• _WORK TO DO_: Return every one of the items below word for word, and leave the pictures out of your reply.

• _DATA LISTING_:
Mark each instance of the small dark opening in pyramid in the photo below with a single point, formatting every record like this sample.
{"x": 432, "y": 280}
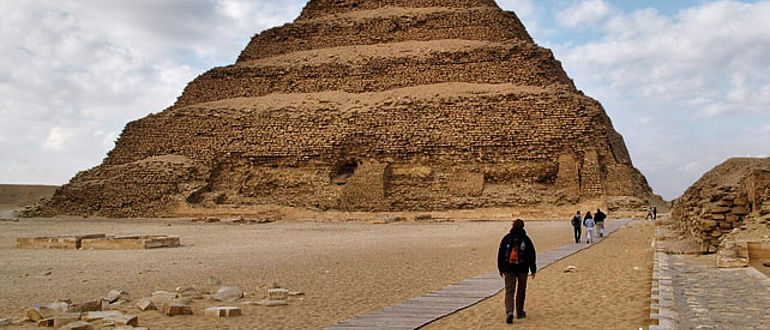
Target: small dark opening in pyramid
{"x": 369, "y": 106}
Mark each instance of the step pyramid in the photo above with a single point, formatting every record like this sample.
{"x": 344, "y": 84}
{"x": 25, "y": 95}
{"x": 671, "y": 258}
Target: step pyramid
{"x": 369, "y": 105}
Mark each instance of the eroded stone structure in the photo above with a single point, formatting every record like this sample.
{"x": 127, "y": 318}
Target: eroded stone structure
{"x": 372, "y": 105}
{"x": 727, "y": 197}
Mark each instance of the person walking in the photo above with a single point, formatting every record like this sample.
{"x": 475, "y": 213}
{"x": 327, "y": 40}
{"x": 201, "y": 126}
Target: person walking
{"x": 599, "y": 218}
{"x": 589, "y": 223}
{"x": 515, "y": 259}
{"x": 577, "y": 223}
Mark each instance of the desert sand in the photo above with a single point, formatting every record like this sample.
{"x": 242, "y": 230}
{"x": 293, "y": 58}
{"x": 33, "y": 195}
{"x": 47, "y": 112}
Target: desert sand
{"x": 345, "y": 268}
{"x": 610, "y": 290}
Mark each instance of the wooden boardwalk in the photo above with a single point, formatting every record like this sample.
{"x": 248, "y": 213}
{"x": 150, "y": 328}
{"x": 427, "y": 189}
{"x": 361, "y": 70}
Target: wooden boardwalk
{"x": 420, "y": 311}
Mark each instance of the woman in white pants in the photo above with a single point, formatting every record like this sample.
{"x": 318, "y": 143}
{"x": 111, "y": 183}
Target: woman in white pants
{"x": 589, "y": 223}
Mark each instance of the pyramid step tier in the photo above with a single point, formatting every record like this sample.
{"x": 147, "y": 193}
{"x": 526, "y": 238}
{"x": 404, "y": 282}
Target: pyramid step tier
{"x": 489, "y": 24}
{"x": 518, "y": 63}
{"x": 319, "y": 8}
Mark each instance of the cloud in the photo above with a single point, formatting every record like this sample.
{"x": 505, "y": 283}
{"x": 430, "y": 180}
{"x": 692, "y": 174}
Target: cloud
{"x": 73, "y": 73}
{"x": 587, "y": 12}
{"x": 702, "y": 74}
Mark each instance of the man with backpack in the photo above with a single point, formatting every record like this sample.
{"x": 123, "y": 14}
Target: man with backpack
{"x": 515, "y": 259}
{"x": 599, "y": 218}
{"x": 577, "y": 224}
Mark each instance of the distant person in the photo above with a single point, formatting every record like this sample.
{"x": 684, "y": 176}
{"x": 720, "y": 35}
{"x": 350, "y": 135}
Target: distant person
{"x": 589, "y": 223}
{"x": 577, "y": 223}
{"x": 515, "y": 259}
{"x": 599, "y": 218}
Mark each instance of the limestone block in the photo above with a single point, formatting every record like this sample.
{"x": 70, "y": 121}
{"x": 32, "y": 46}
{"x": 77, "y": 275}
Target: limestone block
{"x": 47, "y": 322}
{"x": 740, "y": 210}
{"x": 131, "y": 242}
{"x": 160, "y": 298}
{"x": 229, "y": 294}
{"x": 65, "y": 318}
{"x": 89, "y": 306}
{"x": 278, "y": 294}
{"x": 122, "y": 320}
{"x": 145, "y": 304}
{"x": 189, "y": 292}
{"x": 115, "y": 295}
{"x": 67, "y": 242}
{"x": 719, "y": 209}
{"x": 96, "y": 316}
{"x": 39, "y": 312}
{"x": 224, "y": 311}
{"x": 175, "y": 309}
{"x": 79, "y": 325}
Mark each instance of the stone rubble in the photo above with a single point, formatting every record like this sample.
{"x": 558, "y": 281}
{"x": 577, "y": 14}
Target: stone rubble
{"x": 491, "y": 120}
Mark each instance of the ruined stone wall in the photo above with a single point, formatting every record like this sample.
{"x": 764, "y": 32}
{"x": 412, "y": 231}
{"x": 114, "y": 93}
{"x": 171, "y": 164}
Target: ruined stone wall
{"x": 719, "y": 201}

• _RESPONSE_:
Mark each instance of the small dark opening in pyramid in the photo below with a single point, formatting every record like this sample.
{"x": 432, "y": 280}
Target: small dark opening in pyramid
{"x": 369, "y": 106}
Mark each instance of the step pyramid in the photo above with a single point, formatting every record like this sample.
{"x": 344, "y": 84}
{"x": 25, "y": 95}
{"x": 671, "y": 258}
Target: step pyramid
{"x": 369, "y": 105}
Mark each instance of the eroded stone structure in the photo above with a single point, formatting every record like this sample.
{"x": 127, "y": 318}
Target: eroded stone structure
{"x": 372, "y": 105}
{"x": 727, "y": 197}
Mark each instance of the person walking in the photo above with a single point, formatting every record like this sample.
{"x": 475, "y": 213}
{"x": 327, "y": 40}
{"x": 201, "y": 126}
Target: person walking
{"x": 599, "y": 218}
{"x": 589, "y": 223}
{"x": 515, "y": 259}
{"x": 577, "y": 223}
Mark each instance of the desert sand in the photo above with a single point, formatting every record like this sample.
{"x": 242, "y": 230}
{"x": 293, "y": 58}
{"x": 33, "y": 195}
{"x": 47, "y": 112}
Target: desert sand
{"x": 345, "y": 268}
{"x": 610, "y": 290}
Mark each instance of the wooden boardwalk in the photo above with a single point, formatting every record like this sample.
{"x": 248, "y": 213}
{"x": 150, "y": 328}
{"x": 427, "y": 189}
{"x": 361, "y": 70}
Target: wooden boardwalk
{"x": 420, "y": 311}
Mark each instance of the woman in white pants in the photo above with a single point, formatting every record like this sample.
{"x": 318, "y": 143}
{"x": 111, "y": 183}
Target: woman in white pants
{"x": 589, "y": 223}
Mark each instance of the pyramid step tier in the photo above with a single point, formatting every record like this sample.
{"x": 147, "y": 193}
{"x": 526, "y": 238}
{"x": 404, "y": 282}
Target: pyramid step tier
{"x": 489, "y": 24}
{"x": 518, "y": 63}
{"x": 319, "y": 8}
Mark each instance of the cloud in the photo above with a single point, formatting every record like this sample.
{"x": 505, "y": 283}
{"x": 430, "y": 180}
{"x": 692, "y": 174}
Target: cloud
{"x": 73, "y": 73}
{"x": 587, "y": 12}
{"x": 702, "y": 74}
Mark each instance of the man with backpack in the photo above with a single point, formatting every record like this sample.
{"x": 123, "y": 14}
Target: man with backpack
{"x": 515, "y": 259}
{"x": 599, "y": 218}
{"x": 577, "y": 224}
Mark each instance of the distant person in the photo above with a single point, formatting every record like this sample.
{"x": 684, "y": 176}
{"x": 720, "y": 35}
{"x": 350, "y": 135}
Target: distant person
{"x": 589, "y": 223}
{"x": 577, "y": 223}
{"x": 515, "y": 259}
{"x": 599, "y": 218}
Mark each instance of the limestone block in the photo above with a single point, formatting every record like this sample.
{"x": 70, "y": 121}
{"x": 32, "y": 46}
{"x": 77, "y": 275}
Target: limestone block
{"x": 47, "y": 322}
{"x": 740, "y": 210}
{"x": 131, "y": 242}
{"x": 160, "y": 298}
{"x": 229, "y": 294}
{"x": 65, "y": 318}
{"x": 89, "y": 306}
{"x": 278, "y": 294}
{"x": 122, "y": 320}
{"x": 145, "y": 304}
{"x": 189, "y": 292}
{"x": 115, "y": 295}
{"x": 67, "y": 242}
{"x": 719, "y": 209}
{"x": 96, "y": 316}
{"x": 39, "y": 312}
{"x": 224, "y": 311}
{"x": 175, "y": 309}
{"x": 79, "y": 325}
Mark each instance of the stone rubble in the photo above with a single point, formatting every record like this sample.
{"x": 558, "y": 281}
{"x": 577, "y": 14}
Target: stone rubble
{"x": 491, "y": 120}
Mark each instance of the ruined stone wall in the photo above with a single point, formatting every record like this sample.
{"x": 764, "y": 32}
{"x": 412, "y": 231}
{"x": 114, "y": 93}
{"x": 171, "y": 164}
Target: ruined stone wall
{"x": 719, "y": 201}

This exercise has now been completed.